• **Goal of the exercise**
Return every line of the listing, exactly as it reads.
Source material START
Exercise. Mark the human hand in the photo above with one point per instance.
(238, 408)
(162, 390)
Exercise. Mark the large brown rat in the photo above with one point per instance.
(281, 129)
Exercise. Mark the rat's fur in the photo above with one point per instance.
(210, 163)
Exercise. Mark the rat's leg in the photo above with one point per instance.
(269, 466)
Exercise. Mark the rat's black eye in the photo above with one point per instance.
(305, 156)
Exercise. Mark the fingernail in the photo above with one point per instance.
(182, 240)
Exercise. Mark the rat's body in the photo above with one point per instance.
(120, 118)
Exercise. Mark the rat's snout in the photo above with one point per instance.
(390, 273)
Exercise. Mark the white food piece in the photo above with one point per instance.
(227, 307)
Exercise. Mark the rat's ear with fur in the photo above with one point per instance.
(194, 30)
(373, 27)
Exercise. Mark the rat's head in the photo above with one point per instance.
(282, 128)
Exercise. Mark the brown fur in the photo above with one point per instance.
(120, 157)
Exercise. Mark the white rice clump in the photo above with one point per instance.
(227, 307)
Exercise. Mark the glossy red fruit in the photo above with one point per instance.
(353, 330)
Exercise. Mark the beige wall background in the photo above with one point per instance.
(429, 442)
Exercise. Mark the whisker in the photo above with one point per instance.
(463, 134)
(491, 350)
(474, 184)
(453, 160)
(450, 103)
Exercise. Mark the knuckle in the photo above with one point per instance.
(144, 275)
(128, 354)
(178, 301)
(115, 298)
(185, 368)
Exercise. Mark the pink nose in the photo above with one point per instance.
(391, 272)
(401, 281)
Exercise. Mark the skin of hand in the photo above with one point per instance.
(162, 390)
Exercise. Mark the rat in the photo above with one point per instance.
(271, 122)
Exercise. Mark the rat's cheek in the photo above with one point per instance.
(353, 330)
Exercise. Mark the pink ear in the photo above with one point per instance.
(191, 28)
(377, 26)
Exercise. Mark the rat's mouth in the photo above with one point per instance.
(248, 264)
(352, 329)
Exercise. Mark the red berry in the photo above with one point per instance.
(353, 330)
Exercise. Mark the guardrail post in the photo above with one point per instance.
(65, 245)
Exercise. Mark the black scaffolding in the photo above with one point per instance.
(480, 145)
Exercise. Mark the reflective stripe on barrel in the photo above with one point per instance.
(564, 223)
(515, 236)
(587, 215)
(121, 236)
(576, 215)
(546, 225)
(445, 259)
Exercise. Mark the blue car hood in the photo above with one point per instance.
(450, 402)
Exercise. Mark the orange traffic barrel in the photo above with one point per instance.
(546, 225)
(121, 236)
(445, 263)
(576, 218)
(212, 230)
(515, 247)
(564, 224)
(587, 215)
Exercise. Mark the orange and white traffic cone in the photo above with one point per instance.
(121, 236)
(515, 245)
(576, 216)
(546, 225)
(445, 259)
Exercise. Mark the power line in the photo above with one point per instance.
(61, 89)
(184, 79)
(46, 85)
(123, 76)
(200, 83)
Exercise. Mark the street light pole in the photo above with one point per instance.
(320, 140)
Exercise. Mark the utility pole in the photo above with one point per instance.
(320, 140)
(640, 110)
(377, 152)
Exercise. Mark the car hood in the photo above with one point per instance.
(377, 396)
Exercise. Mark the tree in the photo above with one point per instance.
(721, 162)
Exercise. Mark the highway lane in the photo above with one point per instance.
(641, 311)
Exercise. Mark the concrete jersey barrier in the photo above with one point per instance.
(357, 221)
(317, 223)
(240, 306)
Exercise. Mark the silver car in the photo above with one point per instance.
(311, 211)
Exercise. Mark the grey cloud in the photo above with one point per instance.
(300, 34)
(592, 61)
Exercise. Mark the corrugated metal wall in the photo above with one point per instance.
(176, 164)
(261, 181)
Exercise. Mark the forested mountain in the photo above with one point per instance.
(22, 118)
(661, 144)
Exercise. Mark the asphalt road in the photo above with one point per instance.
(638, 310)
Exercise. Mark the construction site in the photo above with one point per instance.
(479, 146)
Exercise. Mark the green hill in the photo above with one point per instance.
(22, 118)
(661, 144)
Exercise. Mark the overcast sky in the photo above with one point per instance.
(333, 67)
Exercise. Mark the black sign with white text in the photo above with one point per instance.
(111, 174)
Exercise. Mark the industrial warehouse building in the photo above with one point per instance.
Source material END
• **Answer**
Exercise. Mark the human hand in the photo above with one point per instance.
(238, 408)
(162, 390)
Exercise. Mark the large brown rat in the photo above with one point per instance.
(281, 129)
Exercise. Mark the rat's fur in the photo above with one point per instance.
(210, 163)
Exercise. Mark the rat's leg in the photo above with one point per instance.
(269, 466)
Exercise. Mark the rat's black eye in the photo above with one point per instance.
(305, 156)
Exercise. Mark the fingernail in the photo above with one point per instance.
(182, 240)
Exercise. Mark the rat's body in the photo above with one point per instance.
(120, 118)
Exercise. Mark the rat's snout in the photo above with one point per instance.
(390, 273)
Exercise. Mark the white food piece in the photo above with one point per instance.
(227, 307)
Exercise. Mark the rat's ear with fur in the photo above with one point per instance.
(194, 30)
(373, 27)
Exercise. Mark the rat's head in the photo above with one point per instance.
(282, 128)
Exercise. Mark the brown fur in the photo above with one point per instance.
(120, 157)
Exercise. Mark the white rice clump in the photo above with one point per instance.
(227, 307)
Exercise. Mark the glossy red fruit in the photo above with one point per instance.
(353, 330)
Exercise. Mark the beige wall background in the photo above with one point per instance.
(429, 442)
Exercise. Mark the whisker in the photo above with one point per instance.
(463, 134)
(491, 350)
(474, 184)
(453, 160)
(450, 103)
Exercise. Mark the knuckle in the photo above with one point per instance.
(144, 275)
(128, 354)
(178, 301)
(115, 298)
(185, 368)
Exercise. Mark the pink nose in the photo above with one point per instance.
(391, 272)
(401, 281)
Exercise. Mark the skin of hand in the photo above with one point per instance.
(162, 390)
Exercise. Mark the rat in the photo above with one point per instance.
(271, 122)
Exercise. Mark the rat's cheek in the photo above with one point per instance.
(353, 330)
Exercise. Mark the pink ear in the photo above with one point per instance.
(191, 28)
(377, 26)
Exercise. Mark the rat's mouth in the photo above with one point per instance.
(248, 264)
(352, 329)
Exercise. Mark the red berry in the photo above with one point per instance.
(353, 330)
Exercise. Mark the guardrail post in the photo above with one point per instance.
(65, 245)
Exercise. Mark the black scaffolding in the photo above with one point per instance.
(480, 145)
Exercise. Mark the reflective stripe on barrel in the photo above with one point per instance.
(564, 223)
(515, 236)
(587, 215)
(121, 236)
(576, 215)
(546, 225)
(445, 259)
Exercise. Mark the blue car hood in the photo above with one point per instance.
(450, 402)
Exercise. Mark the orange traffic barrel in the photo above with one point per instance.
(546, 225)
(121, 236)
(445, 263)
(576, 218)
(212, 230)
(515, 247)
(564, 224)
(587, 215)
Exercise. Mark the orange and white traffic cone in the photo above with one point per instance.
(121, 236)
(515, 245)
(576, 216)
(546, 225)
(445, 259)
Exercise. Mark the power line in the photo above with one point per instance.
(61, 89)
(184, 79)
(46, 85)
(123, 76)
(200, 83)
Exercise. Mark the street light pole in the photo above with one point per instance.
(320, 140)
Exercise. Mark the utility pole in the photo above with one point per instance.
(320, 140)
(640, 110)
(377, 152)
Exercise. Mark the car hood in the photo above with one point per instance.
(377, 396)
Exercise. Mark the tree in the photo above with one point per instance.
(721, 162)
Exercise. Mark the highway lane in the photo above with one point per instance.
(641, 311)
Exercise. Mark the concrete jersey barrier in the photo above with one point per instance.
(357, 221)
(317, 223)
(240, 306)
Exercise. Mark the silver car in the photo above with one point per instance.
(311, 211)
Exercise. Mark the grey cloud in the photo above with one point per instance.
(300, 34)
(592, 61)
Exercise. Mark the corrugated metal wall in the photo above with one point per instance.
(176, 164)
(261, 181)
Exercise. Mark the forested mountain in the photo above with one point per instance.
(22, 118)
(661, 144)
Exercise. Mark the asphalt road in the photo above with one point per instance.
(638, 310)
Exercise. Mark the construction site in the photo above with one point per instance.
(479, 146)
Exercise. Mark the green hill in the photo above with one point per instance.
(22, 118)
(661, 144)
Exercise. Mark the overcast sky in the photo above with one point per instance.
(333, 67)
Exercise. Mark the black sign with white text in the photo above with one point per instance.
(111, 174)
Exercise. Mark the industrial warehouse building in the photo above with one point per instance.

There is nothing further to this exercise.